Exercise: Convert everything from the line containing "Pinpoint the blue square" down to the line containing "xmin=334 ymin=0 xmax=600 ymax=281", both included, into a Markdown table with the columns Row and Text, giving each line a row number and leaving out blank lines.

------------

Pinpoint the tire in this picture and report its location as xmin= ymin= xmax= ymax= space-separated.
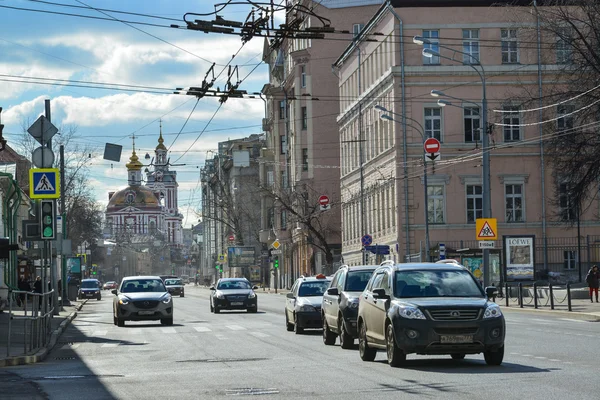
xmin=358 ymin=323 xmax=377 ymax=361
xmin=284 ymin=310 xmax=294 ymax=332
xmin=322 ymin=315 xmax=337 ymax=346
xmin=483 ymin=345 xmax=504 ymax=365
xmin=294 ymin=314 xmax=304 ymax=335
xmin=385 ymin=323 xmax=406 ymax=368
xmin=338 ymin=315 xmax=354 ymax=350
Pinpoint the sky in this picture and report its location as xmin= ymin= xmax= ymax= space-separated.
xmin=0 ymin=0 xmax=268 ymax=227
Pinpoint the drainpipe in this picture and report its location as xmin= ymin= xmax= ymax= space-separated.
xmin=387 ymin=1 xmax=410 ymax=261
xmin=533 ymin=0 xmax=548 ymax=270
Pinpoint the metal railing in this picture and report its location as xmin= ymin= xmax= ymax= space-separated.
xmin=6 ymin=289 xmax=56 ymax=357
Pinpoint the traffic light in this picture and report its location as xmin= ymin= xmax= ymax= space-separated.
xmin=40 ymin=200 xmax=56 ymax=240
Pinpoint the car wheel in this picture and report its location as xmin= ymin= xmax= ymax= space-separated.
xmin=338 ymin=315 xmax=354 ymax=350
xmin=294 ymin=314 xmax=304 ymax=335
xmin=385 ymin=323 xmax=406 ymax=367
xmin=322 ymin=315 xmax=336 ymax=346
xmin=284 ymin=310 xmax=294 ymax=332
xmin=483 ymin=345 xmax=504 ymax=365
xmin=358 ymin=323 xmax=377 ymax=361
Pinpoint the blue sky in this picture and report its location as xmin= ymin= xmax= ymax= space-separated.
xmin=0 ymin=0 xmax=268 ymax=227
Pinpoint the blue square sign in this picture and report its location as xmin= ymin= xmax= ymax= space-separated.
xmin=29 ymin=168 xmax=60 ymax=199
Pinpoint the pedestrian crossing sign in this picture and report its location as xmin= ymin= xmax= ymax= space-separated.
xmin=29 ymin=168 xmax=60 ymax=199
xmin=475 ymin=218 xmax=498 ymax=240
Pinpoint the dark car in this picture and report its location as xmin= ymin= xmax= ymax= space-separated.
xmin=77 ymin=279 xmax=102 ymax=300
xmin=285 ymin=274 xmax=331 ymax=334
xmin=164 ymin=278 xmax=185 ymax=297
xmin=358 ymin=263 xmax=505 ymax=367
xmin=323 ymin=265 xmax=377 ymax=349
xmin=210 ymin=278 xmax=258 ymax=314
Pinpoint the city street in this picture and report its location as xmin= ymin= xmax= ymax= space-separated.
xmin=4 ymin=285 xmax=600 ymax=400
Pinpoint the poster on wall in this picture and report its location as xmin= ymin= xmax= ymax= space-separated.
xmin=502 ymin=235 xmax=535 ymax=282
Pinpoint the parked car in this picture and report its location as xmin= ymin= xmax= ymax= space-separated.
xmin=322 ymin=265 xmax=377 ymax=349
xmin=77 ymin=279 xmax=102 ymax=300
xmin=112 ymin=276 xmax=173 ymax=326
xmin=285 ymin=274 xmax=331 ymax=334
xmin=358 ymin=263 xmax=505 ymax=367
xmin=164 ymin=278 xmax=185 ymax=297
xmin=210 ymin=278 xmax=258 ymax=314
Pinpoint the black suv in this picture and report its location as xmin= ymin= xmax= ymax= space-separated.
xmin=322 ymin=265 xmax=377 ymax=349
xmin=358 ymin=263 xmax=505 ymax=367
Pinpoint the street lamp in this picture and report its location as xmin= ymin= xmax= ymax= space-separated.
xmin=375 ymin=105 xmax=431 ymax=261
xmin=413 ymin=36 xmax=492 ymax=286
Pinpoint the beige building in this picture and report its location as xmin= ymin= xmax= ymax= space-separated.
xmin=334 ymin=0 xmax=600 ymax=281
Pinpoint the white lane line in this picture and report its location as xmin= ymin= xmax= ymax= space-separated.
xmin=227 ymin=325 xmax=246 ymax=331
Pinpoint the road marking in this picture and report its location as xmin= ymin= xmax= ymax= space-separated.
xmin=227 ymin=325 xmax=246 ymax=331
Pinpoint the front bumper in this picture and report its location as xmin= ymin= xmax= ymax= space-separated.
xmin=393 ymin=317 xmax=506 ymax=354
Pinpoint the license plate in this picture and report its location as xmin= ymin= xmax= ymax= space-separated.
xmin=441 ymin=335 xmax=473 ymax=343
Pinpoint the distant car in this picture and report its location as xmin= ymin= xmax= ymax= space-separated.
xmin=358 ymin=263 xmax=506 ymax=367
xmin=210 ymin=278 xmax=258 ymax=314
xmin=77 ymin=279 xmax=102 ymax=300
xmin=323 ymin=265 xmax=377 ymax=349
xmin=285 ymin=274 xmax=331 ymax=334
xmin=112 ymin=276 xmax=173 ymax=326
xmin=165 ymin=278 xmax=185 ymax=297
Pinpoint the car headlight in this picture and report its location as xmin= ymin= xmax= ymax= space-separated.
xmin=483 ymin=304 xmax=502 ymax=319
xmin=398 ymin=305 xmax=425 ymax=319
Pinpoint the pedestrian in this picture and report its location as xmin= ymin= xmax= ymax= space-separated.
xmin=585 ymin=265 xmax=600 ymax=303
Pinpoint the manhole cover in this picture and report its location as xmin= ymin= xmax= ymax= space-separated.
xmin=225 ymin=388 xmax=279 ymax=396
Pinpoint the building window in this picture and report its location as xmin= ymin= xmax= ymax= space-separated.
xmin=463 ymin=29 xmax=479 ymax=64
xmin=556 ymin=104 xmax=575 ymax=131
xmin=300 ymin=107 xmax=308 ymax=130
xmin=302 ymin=148 xmax=308 ymax=171
xmin=563 ymin=250 xmax=577 ymax=269
xmin=425 ymin=108 xmax=442 ymax=141
xmin=500 ymin=29 xmax=519 ymax=64
xmin=556 ymin=28 xmax=573 ymax=64
xmin=504 ymin=184 xmax=525 ymax=222
xmin=467 ymin=185 xmax=483 ymax=224
xmin=423 ymin=31 xmax=440 ymax=65
xmin=463 ymin=107 xmax=481 ymax=143
xmin=502 ymin=106 xmax=521 ymax=142
xmin=558 ymin=182 xmax=577 ymax=221
xmin=427 ymin=185 xmax=444 ymax=224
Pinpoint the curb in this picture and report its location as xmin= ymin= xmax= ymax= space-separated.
xmin=0 ymin=299 xmax=88 ymax=368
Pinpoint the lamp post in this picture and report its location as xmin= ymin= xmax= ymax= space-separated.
xmin=375 ymin=105 xmax=431 ymax=261
xmin=413 ymin=36 xmax=492 ymax=286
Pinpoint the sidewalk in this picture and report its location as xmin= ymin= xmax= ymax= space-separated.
xmin=0 ymin=300 xmax=87 ymax=367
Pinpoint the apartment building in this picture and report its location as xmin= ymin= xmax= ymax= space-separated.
xmin=334 ymin=0 xmax=600 ymax=282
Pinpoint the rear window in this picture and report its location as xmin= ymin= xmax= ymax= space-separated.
xmin=394 ymin=270 xmax=484 ymax=298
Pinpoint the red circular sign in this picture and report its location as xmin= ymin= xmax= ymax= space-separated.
xmin=423 ymin=138 xmax=440 ymax=154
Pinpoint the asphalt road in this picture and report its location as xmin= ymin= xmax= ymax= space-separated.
xmin=0 ymin=286 xmax=600 ymax=400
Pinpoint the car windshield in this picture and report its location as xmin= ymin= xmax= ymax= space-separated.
xmin=217 ymin=281 xmax=251 ymax=290
xmin=394 ymin=270 xmax=484 ymax=298
xmin=121 ymin=279 xmax=167 ymax=293
xmin=298 ymin=280 xmax=331 ymax=297
xmin=344 ymin=270 xmax=373 ymax=292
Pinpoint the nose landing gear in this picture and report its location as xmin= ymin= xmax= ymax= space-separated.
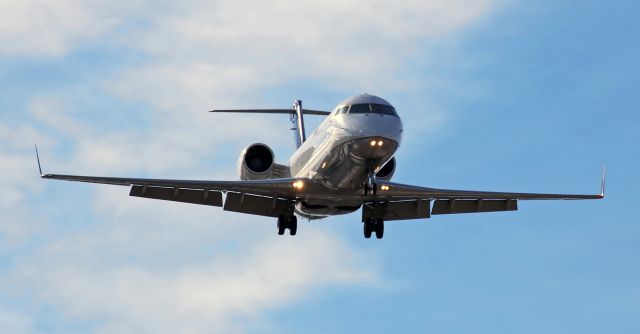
xmin=278 ymin=215 xmax=298 ymax=235
xmin=364 ymin=218 xmax=384 ymax=239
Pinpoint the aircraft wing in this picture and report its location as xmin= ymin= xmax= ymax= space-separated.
xmin=42 ymin=174 xmax=298 ymax=198
xmin=362 ymin=175 xmax=605 ymax=221
xmin=41 ymin=174 xmax=312 ymax=217
xmin=377 ymin=174 xmax=604 ymax=200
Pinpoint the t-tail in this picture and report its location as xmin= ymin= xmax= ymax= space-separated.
xmin=210 ymin=100 xmax=331 ymax=148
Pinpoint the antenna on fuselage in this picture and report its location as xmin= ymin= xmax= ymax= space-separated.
xmin=209 ymin=100 xmax=331 ymax=147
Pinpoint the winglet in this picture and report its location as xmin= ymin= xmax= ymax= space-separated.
xmin=599 ymin=167 xmax=607 ymax=198
xmin=35 ymin=145 xmax=44 ymax=176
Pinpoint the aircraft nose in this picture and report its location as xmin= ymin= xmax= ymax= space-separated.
xmin=363 ymin=114 xmax=402 ymax=144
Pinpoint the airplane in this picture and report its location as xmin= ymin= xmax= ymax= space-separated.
xmin=36 ymin=94 xmax=605 ymax=239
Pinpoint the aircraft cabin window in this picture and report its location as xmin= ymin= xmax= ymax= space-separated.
xmin=336 ymin=106 xmax=349 ymax=115
xmin=349 ymin=104 xmax=398 ymax=117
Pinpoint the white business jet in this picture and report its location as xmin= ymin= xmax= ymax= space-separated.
xmin=36 ymin=94 xmax=605 ymax=239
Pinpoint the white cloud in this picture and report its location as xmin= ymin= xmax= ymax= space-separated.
xmin=4 ymin=225 xmax=376 ymax=333
xmin=0 ymin=0 xmax=118 ymax=56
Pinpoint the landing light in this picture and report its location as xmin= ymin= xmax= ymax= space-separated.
xmin=293 ymin=181 xmax=304 ymax=190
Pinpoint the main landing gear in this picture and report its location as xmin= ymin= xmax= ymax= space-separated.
xmin=364 ymin=218 xmax=384 ymax=239
xmin=278 ymin=215 xmax=298 ymax=235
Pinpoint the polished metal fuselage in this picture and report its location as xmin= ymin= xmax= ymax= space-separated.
xmin=289 ymin=112 xmax=402 ymax=219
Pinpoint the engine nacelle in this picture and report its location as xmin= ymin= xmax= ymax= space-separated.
xmin=238 ymin=143 xmax=275 ymax=180
xmin=376 ymin=157 xmax=396 ymax=181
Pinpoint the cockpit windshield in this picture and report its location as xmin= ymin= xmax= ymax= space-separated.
xmin=336 ymin=103 xmax=398 ymax=117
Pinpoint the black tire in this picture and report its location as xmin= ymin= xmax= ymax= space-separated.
xmin=363 ymin=219 xmax=373 ymax=239
xmin=375 ymin=219 xmax=384 ymax=239
xmin=277 ymin=216 xmax=285 ymax=235
xmin=289 ymin=216 xmax=298 ymax=235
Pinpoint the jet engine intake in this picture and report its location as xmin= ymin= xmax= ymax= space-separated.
xmin=238 ymin=143 xmax=275 ymax=180
xmin=376 ymin=157 xmax=396 ymax=181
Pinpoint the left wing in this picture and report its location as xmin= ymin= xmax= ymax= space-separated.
xmin=362 ymin=169 xmax=605 ymax=221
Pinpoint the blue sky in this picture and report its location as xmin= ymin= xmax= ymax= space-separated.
xmin=0 ymin=0 xmax=640 ymax=333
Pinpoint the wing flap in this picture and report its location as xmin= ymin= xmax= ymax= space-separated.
xmin=42 ymin=174 xmax=304 ymax=198
xmin=431 ymin=199 xmax=518 ymax=215
xmin=129 ymin=185 xmax=222 ymax=206
xmin=362 ymin=200 xmax=431 ymax=222
xmin=223 ymin=193 xmax=293 ymax=217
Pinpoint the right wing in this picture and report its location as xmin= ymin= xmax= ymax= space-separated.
xmin=209 ymin=109 xmax=331 ymax=116
xmin=41 ymin=174 xmax=310 ymax=217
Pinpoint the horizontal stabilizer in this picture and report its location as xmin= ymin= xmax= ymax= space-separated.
xmin=209 ymin=109 xmax=331 ymax=116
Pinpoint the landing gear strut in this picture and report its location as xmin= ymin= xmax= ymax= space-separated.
xmin=363 ymin=161 xmax=378 ymax=196
xmin=364 ymin=218 xmax=384 ymax=239
xmin=278 ymin=215 xmax=298 ymax=235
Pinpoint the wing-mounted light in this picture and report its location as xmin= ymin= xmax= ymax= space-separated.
xmin=35 ymin=145 xmax=44 ymax=176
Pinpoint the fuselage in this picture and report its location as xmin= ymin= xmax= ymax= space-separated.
xmin=289 ymin=94 xmax=403 ymax=219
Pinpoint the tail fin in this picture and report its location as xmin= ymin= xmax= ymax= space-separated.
xmin=291 ymin=100 xmax=307 ymax=148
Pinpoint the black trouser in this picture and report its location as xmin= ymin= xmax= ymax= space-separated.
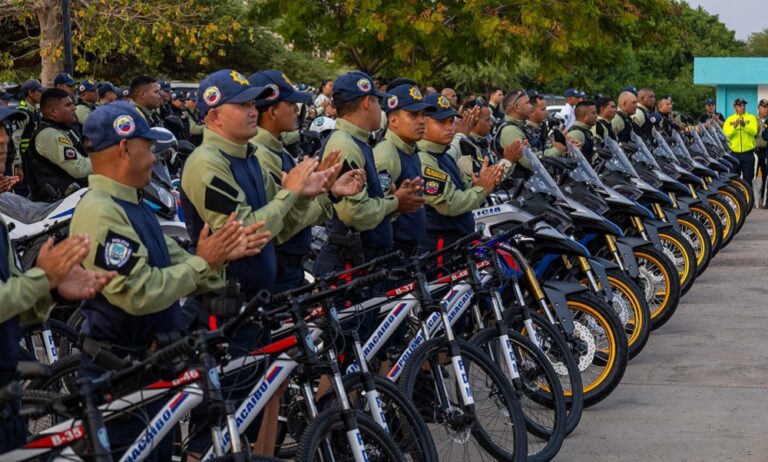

------------

Worked solution:
| Row | Text |
|---|---|
| 1 | Pinpoint the blue square sign in this picture and report its location as xmin= ymin= xmax= ymax= space-separated. |
| 2 | xmin=29 ymin=168 xmax=60 ymax=199 |
| 3 | Pinpoint the pedestrian crossing sign in this picture and report its location as xmin= ymin= xmax= ymax= space-separated. |
| 4 | xmin=29 ymin=168 xmax=60 ymax=199 |
| 5 | xmin=475 ymin=218 xmax=498 ymax=240 |
| 6 | Pinpoint the dark car in this picture and report its location as xmin= ymin= xmax= ymax= space-separated. |
| 7 | xmin=77 ymin=279 xmax=102 ymax=300 |
| 8 | xmin=285 ymin=274 xmax=331 ymax=334 |
| 9 | xmin=164 ymin=278 xmax=185 ymax=297 |
| 10 | xmin=358 ymin=263 xmax=505 ymax=367 |
| 11 | xmin=323 ymin=265 xmax=377 ymax=349 |
| 12 | xmin=210 ymin=278 xmax=258 ymax=314 |
| 13 | Pinpoint the city street in this picture and report its location as xmin= ymin= xmax= ymax= space-separated. |
| 14 | xmin=4 ymin=285 xmax=600 ymax=400 |
| 15 | Pinpoint the poster on wall in this picture and report its location as xmin= ymin= xmax= ymax= space-separated. |
| 16 | xmin=502 ymin=235 xmax=535 ymax=282 |
| 17 | Pinpoint the parked car in this picture and report its location as xmin= ymin= xmax= ymax= space-separated. |
| 18 | xmin=322 ymin=265 xmax=377 ymax=349 |
| 19 | xmin=77 ymin=279 xmax=102 ymax=300 |
| 20 | xmin=112 ymin=276 xmax=173 ymax=326 |
| 21 | xmin=285 ymin=274 xmax=331 ymax=334 |
| 22 | xmin=358 ymin=263 xmax=505 ymax=367 |
| 23 | xmin=164 ymin=278 xmax=185 ymax=297 |
| 24 | xmin=210 ymin=278 xmax=258 ymax=314 |
| 25 | Pinpoint the black suv in this picture and report its location as xmin= ymin= xmax= ymax= space-separated. |
| 26 | xmin=322 ymin=265 xmax=377 ymax=349 |
| 27 | xmin=358 ymin=263 xmax=505 ymax=367 |
| 28 | Pinpoint the street lamp in this picture and report its location as xmin= ymin= xmax= ymax= space-separated. |
| 29 | xmin=375 ymin=105 xmax=431 ymax=261 |
| 30 | xmin=413 ymin=36 xmax=492 ymax=286 |
| 31 | Pinpoint the beige building in this picture and report its location as xmin= ymin= xmax= ymax= space-separated. |
| 32 | xmin=334 ymin=0 xmax=600 ymax=281 |